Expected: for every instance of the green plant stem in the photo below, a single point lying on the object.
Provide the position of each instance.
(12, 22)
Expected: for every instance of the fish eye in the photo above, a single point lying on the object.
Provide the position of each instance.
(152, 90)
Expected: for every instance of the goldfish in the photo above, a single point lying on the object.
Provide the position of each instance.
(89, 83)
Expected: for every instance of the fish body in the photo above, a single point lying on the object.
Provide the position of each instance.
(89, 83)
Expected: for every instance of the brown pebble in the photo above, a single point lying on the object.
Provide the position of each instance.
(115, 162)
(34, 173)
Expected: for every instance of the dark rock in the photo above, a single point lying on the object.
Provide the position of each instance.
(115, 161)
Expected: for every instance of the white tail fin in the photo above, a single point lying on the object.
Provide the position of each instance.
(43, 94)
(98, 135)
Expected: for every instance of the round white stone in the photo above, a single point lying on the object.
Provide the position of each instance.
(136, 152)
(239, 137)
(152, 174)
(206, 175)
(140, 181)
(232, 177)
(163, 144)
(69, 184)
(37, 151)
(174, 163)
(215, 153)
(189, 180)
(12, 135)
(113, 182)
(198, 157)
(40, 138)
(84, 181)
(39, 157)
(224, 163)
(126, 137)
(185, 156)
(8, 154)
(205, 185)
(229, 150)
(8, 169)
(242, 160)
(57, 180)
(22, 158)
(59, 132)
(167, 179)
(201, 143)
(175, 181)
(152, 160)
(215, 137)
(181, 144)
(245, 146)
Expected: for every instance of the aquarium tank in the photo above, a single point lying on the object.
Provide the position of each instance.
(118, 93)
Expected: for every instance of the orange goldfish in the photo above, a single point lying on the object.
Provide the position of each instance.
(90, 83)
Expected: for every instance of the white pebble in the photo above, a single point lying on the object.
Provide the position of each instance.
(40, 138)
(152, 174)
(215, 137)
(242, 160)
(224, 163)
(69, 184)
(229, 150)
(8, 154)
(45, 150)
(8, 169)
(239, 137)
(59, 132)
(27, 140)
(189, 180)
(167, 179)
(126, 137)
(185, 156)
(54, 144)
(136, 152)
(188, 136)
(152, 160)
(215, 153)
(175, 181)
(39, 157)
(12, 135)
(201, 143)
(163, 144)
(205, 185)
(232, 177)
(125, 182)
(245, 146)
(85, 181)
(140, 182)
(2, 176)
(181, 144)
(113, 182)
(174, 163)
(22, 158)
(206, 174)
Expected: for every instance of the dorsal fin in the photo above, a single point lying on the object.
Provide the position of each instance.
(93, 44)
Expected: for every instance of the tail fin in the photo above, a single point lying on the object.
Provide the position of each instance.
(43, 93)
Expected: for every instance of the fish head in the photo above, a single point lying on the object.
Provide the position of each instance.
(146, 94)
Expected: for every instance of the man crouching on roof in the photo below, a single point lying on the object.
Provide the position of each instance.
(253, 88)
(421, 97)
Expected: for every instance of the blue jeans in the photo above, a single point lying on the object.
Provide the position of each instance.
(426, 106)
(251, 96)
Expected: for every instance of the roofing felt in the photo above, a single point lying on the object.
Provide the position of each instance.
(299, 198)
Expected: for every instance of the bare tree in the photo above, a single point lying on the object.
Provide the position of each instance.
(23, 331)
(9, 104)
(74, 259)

---

» **What needs to be done**: Which lines contain "goldfish"? Copy each of them from the listing.

» **Task output**:
Expected: for every instance of the goldfish in the photo above, a single point lying on the object.
Expected: for every instance of the orange goldfish in the photo above, a single point lying on the object.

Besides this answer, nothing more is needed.